Records from a data collection
=== Section Start ===

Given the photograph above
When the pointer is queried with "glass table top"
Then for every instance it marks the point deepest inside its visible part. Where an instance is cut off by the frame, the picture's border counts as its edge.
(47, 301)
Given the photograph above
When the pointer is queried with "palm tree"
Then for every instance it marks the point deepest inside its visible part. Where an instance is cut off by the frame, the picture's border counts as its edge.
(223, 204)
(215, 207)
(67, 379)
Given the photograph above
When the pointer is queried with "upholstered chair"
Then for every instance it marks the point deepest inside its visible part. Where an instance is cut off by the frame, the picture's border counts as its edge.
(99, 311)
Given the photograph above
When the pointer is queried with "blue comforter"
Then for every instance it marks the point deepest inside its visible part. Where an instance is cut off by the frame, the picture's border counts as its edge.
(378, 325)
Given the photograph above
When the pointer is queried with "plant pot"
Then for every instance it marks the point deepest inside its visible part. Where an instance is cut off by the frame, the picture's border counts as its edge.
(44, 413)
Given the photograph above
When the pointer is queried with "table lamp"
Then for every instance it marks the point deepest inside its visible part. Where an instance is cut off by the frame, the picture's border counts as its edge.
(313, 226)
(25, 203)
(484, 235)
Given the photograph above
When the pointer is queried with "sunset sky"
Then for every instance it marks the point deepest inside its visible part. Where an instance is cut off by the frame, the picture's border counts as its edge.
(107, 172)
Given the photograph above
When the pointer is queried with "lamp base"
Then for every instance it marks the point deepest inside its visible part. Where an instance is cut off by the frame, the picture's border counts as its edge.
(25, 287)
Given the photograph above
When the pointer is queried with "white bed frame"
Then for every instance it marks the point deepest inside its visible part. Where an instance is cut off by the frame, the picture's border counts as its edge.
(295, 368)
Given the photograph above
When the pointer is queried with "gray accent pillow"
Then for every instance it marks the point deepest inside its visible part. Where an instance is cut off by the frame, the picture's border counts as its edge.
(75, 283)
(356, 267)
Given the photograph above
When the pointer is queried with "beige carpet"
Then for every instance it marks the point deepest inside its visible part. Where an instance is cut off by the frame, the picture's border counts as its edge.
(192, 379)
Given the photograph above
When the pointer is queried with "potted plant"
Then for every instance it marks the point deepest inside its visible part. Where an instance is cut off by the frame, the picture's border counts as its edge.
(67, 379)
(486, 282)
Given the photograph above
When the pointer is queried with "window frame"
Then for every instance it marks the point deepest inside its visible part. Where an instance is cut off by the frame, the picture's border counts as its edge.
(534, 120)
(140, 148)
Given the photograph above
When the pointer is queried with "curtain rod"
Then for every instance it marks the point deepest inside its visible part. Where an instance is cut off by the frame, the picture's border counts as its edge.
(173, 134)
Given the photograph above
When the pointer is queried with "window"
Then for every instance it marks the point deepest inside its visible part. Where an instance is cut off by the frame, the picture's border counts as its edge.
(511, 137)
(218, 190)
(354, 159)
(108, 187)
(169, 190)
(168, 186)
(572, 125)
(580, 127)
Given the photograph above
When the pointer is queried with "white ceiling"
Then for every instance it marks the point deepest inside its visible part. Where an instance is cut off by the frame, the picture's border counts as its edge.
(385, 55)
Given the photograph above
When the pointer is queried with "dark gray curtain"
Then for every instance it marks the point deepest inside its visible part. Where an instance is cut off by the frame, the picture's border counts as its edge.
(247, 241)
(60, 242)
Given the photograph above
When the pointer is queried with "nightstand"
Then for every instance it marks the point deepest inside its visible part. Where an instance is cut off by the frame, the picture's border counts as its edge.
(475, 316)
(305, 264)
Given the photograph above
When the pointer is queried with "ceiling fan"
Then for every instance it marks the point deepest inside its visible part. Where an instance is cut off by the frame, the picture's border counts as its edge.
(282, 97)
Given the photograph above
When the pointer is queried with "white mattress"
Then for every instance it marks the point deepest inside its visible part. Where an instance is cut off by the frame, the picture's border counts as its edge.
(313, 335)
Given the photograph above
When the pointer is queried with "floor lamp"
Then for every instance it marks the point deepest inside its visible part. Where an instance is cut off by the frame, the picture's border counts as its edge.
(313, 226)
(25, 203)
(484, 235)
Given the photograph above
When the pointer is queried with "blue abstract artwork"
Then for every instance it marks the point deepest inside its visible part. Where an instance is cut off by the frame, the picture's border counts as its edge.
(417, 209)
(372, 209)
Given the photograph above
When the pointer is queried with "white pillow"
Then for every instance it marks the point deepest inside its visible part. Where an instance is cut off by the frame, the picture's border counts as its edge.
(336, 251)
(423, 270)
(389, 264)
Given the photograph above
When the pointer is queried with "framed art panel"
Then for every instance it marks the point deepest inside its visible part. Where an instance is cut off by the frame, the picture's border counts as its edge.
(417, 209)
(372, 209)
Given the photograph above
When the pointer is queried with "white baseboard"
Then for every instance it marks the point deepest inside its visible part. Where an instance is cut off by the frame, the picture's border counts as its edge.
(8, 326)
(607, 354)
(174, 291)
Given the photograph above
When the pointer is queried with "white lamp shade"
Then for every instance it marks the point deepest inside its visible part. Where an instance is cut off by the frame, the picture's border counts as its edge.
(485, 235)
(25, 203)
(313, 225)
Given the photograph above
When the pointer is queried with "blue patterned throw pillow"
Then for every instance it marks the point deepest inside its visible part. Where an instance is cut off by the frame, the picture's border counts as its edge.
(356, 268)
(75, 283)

=== Section End ===

**Your goal**
A full, exact copy of the entries is the required answer.

**Response for this exercise**
Given the photograph above
When the pointer is queried with "glass table top"
Then for every instance it marks the point deepest inside its visible part. Where an instance is cut off by the frame, the picture's border counts as its edge.
(47, 301)
Given the photograph above
When the pointer is queried with "palm tree"
Then for every instance it marks the point deepest inside its visible part. Where an instance is cut off by the frame, the picture's border counts as its edge.
(223, 204)
(215, 207)
(67, 379)
Given the photograph above
When the pointer is queried with "upholstered chair"
Then for every instance it marks the point deepest inside its visible part. Where an instance is cut off by the frame, the picture's border counts as its edge.
(99, 311)
Given the photograph above
When the pointer is queried with "blue comforter"
Then for every instance it marks the point deepest inside its visible part. Where an instance is cut off by the frame, the picture's border counts as its edge.
(378, 325)
Given the photograph above
When the pointer is queried with "plant pot"
Then for every instance it marks the point deepest inside its visible part. Where an instance is cut off by the frame, the picture's border counts as its edge.
(44, 413)
Given the photograph above
When the pointer is queried with "table lamp"
Then for every instance it marks the point deepest inside its visible part. Where an instance is cut off by the frame, the picture's border counts as its edge.
(313, 226)
(25, 203)
(484, 235)
Given the photograph above
When the pointer is queried with "sunset sky"
Then for every instance it marks the point deepest inside its visible part. Where an instance is cut off by the frame, the picture's border counts as its edge.
(107, 172)
Given the photograph above
When the pointer is queried with "lamp base"
Then for every instance it marks the point deepest inside its visible part. Where an instance is cut off by the frame, the picture's border counts as its edge.
(25, 287)
Given the photograph above
When the pointer is queried with "white bed frame"
Then for every instance it marks the point deepest inside its visible part. Where an instance is cut off by the frame, the picture's border counts as its edge.
(295, 368)
Given the photograph above
When the pointer is queried with "gray accent pillow"
Then for every instance it marks the point deepest inside its visible part. Where an instance is cut off by the frame, the picture's border counts as its edge.
(75, 283)
(356, 267)
Given the photograph above
When the pointer is queried with "beige carpet"
Then for every instance it marks the point deepest inside its visible part. Where an instance is cut off by the frame, the picture's border counts as its edge.
(192, 379)
Given the photograph above
When the pointer is queried with "potted plant"
Then for every instance it marks the point deepest inside its visible part. Where an instance is cut off by the frame, the picture's border counts as its edge.
(67, 379)
(486, 282)
Given the photograph above
When the pointer is queried with "window frame"
Then for every instance it marks the point deepest inside its visible part. Where an instance is cut off by the frame, the picture's border counts as its edge.
(534, 120)
(140, 148)
Given the photograph above
When the pointer is queried with "curtain rod"
Then for every instance it marks the point deepest inside its visible part. Where an instance is cut off by the frame, the picture's border counts as its edge.
(173, 134)
Given the photograph above
When the pointer is queried with "window"
Then for every instance it marks the point deepest inside its visible part. Where an instance is cut off by the frame, the picture's border counts as its edge.
(511, 137)
(218, 190)
(354, 159)
(108, 187)
(169, 190)
(168, 186)
(572, 125)
(580, 127)
Given the photograph above
When the pointer is queried with "white ceiling"
Then for every instance it marks the point deepest inside its visible part. Where an instance is cut off by the frame, the picture's border counts as its edge.
(385, 55)
Given the photograph above
When the pointer is queried with "dark gray curtain"
Then for every instance it marks the point deepest inside its visible part. Where an instance is cut off by the frame, the picture's border counts as its edge.
(247, 241)
(60, 242)
Given the photograph above
When the pointer is queried with "nightstand"
Then for every instance it marks the point deepest inside its visible part. Where an instance is cut off by the frame, the picture's border counts as its edge.
(475, 316)
(305, 264)
Given the photograph above
When the pointer is queried with "ceiling fan"
Then for every instance it marks the point deepest inside its visible part. Where an instance is cut off by the frame, the picture's border counts as its edge.
(282, 97)
Given the photograph above
When the pointer is queried with "white mattress"
Then for every instance it marks the point deepest inside its visible part. Where an instance is cut off by the frame, the picture's border counts as its edge.
(313, 335)
Given the photograph above
When the pointer is queried with "floor lamp"
Then for every instance it marks the point deepest inside its visible part. Where an instance is cut off by the frame, the picture's border counts as its edge.
(313, 226)
(25, 203)
(484, 235)
Given the photograph above
When the pointer is queried with "blue abstract artwork"
Then for every instance it marks the point deepest inside its visible part. Where an instance is cut off by the frame, the picture's border counts as its edge.
(417, 209)
(372, 209)
Given the photograph above
When the pointer is queried with "white pillow"
Then for every instance it marks the point deepest inside its visible part. Where an instance is cut off by the frame, the picture's border counts as its edge.
(336, 251)
(423, 270)
(389, 264)
Given the photograph above
When the pointer is queried with "framed art panel"
Then for every instance it marks the point deepest inside its visible part. Where an instance is cut off by the frame, the picture's border counts as its edge.
(417, 209)
(372, 209)
Given the photograph above
When the pointer is queried with "white baseboard"
Then for every instance it marks the point deepest inside its visible part. Where an instance is cut off by the frame, the picture's border counts as its edge.
(8, 326)
(607, 354)
(174, 291)
Given the photograph above
When the pointer is queried with "white lamp shade"
Then for every instance it marks the point deepest inside its visible part. Where an instance is cut off by the frame, the picture's border counts as its edge.
(485, 235)
(25, 203)
(313, 225)
Given the photograph above
When the pointer is queried with "blue patterned throw pillow"
Then for every instance it marks the point deepest inside its visible part. Where an instance is cut off by the frame, the picture's border counts as its edge.
(356, 268)
(75, 283)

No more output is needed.